====== SOURCE DOCUMENT
The system as shown in FIG. 1 includes up to four processors 101 connected to a high-bandwidth split-transaction bus 103. A system memory 105 is connected to bus 103 through a memory controller chipset 107. Connection to standard PCI devices,
not shown, is provided through PCI I/O interfaces 109. As stated above, all of these components are currently available commodity components. The characteristics of the SHV architecture shown in FIG. 1 include:
Support for up to four processors 101 and two PCI interfaces 107 on a single bus 103.
A high-performance bus topology operating at 66 Mhz with a 64 bit datapath, and capable of a sustained data transfer rate of 533 MB/s.
A memory controller 107 consisting of two chips 111 and 113 which present two loads to bus 103.
processor bus-to-PCI I/O bridges (IOBs) 109 that will peak at a data transfer rate of 132 MB/s with a sustained data transfer rate of about 80 MB/s.
The architecture shown in FIG. 1, constructed of commodity components, simplifies the design of reasonably powerful multiprocessor system having up to four processors. However, the Pentium.RTM. Pro processor/processor bus architecture described
above does not permit expansion beyond four processors. Other improvements to the system thus far described are also possible.
OBJECTS OF THE INVENTION
It is therefore an object of the present invention to provide a new and useful symmetric multiprocessor system constructed from industry standard commodity components.
It is another object of the present invention to provide such a system which provides support for up to eight or more processors.
It is yet another object of the present invention to provide a new and useful multiple bus symmetric multiprocessor system constructed from industry standard commodity components offering improved performance over existing single bus systems.
It is still a further object of the present invention to provide such a system which provides a first bus for processor to memory transactions and a separate bus for I/O transactions.
SUMMARY OF THE INVENTION
There is provided, in accordance with the present invention, a symmetric multiprocessor system constructed from industry standard commodity components together with an advanced dual-ported memory controller. The multiprocessor system comprises a
snooped processor bus; at least one processor connected to the processor bus; an I/O bus; a system memory; and a dual-ported memory controller connected to the system memory, the dual ported memory controller having a first port connected to the
processor bus to manage processor to system memory transactions and a second port connected to the I/O bus to manage I/O transactions.
In the described embodiment, up to four Intel Pentium.RTM. Pro processors are connected to the processor bus, and the processor bus and I/O bus are each Intel processor busses. Furthermore, two such systems can be connected together through a
common I/O bus, thereby creating an eight-processor Pentium.RTM. Pro processor SMP system.
============
====== DATASET CONTENT
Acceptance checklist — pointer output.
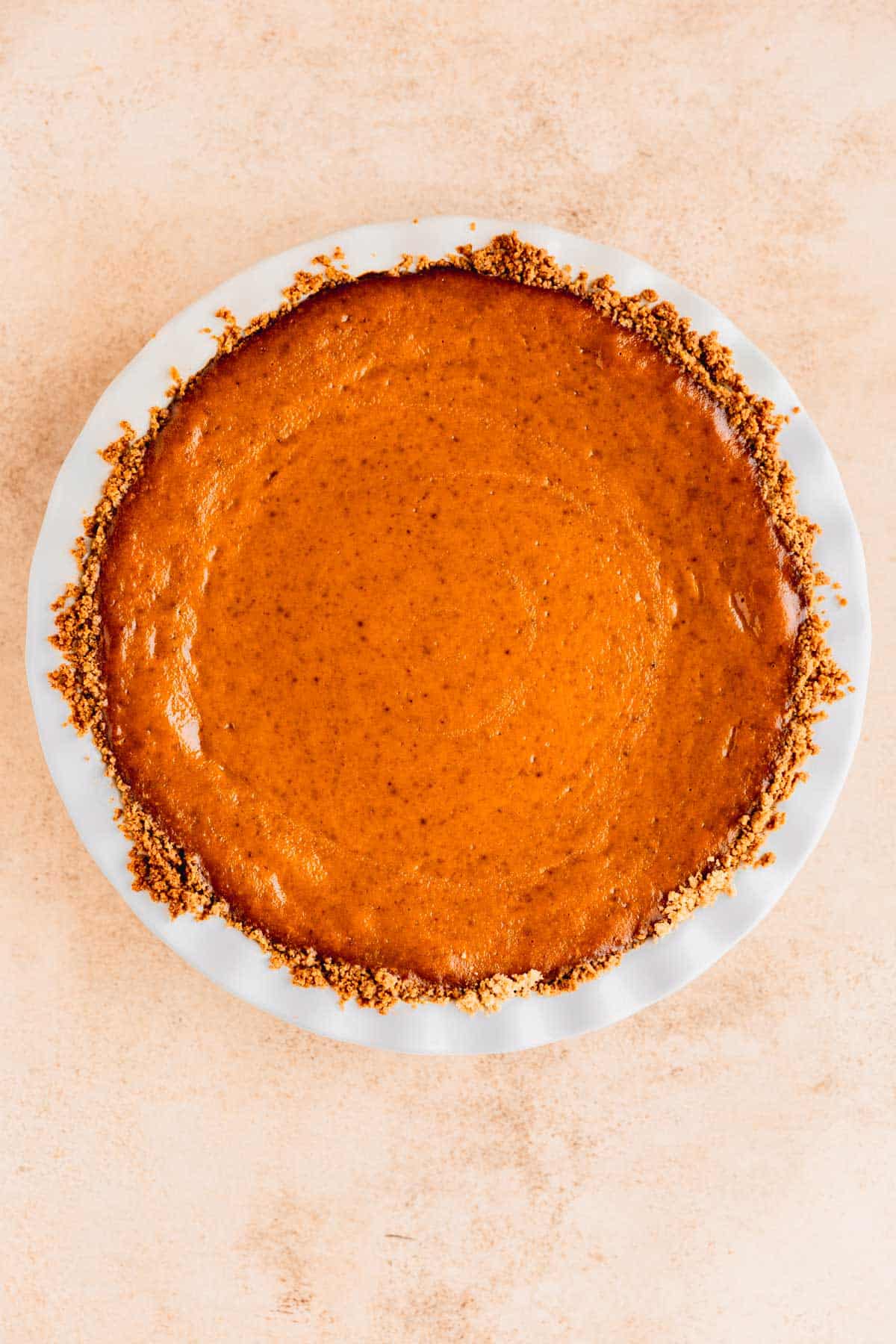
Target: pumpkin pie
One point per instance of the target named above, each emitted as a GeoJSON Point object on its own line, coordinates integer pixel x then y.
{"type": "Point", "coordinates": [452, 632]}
============
■ REQUEST A ■
According to the patent excerpt, what sustained data transfer rate can the 66 MHz bus reach?
■ REQUEST B ■
Using the patent excerpt, decide whether each statement agrees with it. For each, answer yes or no and quote the deciding words. (i) The memory controller consists of two chips. (ii) The Pentium Pro processor bus architecture allows expansion beyond four processors. (iii) Joining two such systems through a common I/O bus yields an eight-processor system.
■ REQUEST C ■
Copy everything in the patent excerpt from "A high-performance bus" down to "to bus 103.".

■ COMPLETE OUTPUT A ■
533 MB/s

■ COMPLETE OUTPUT B ■
(i) Yes: "A memory controller 107 consisting of two chips 111 and 113"
(ii) No: "does not permit expansion beyond four processors"
(iii) Yes: "thereby creating an eight-processor Pentium.RTM. Pro processor SMP system"

■ COMPLETE OUTPUT C ■
A high-performance bus topology operating at 66 Mhz with a 64 bit datapath, and capable of a sustained data transfer rate of 533 MB/s.
A memory controller 107 consisting of two chips 111 and 113 which present two loads to bus 103.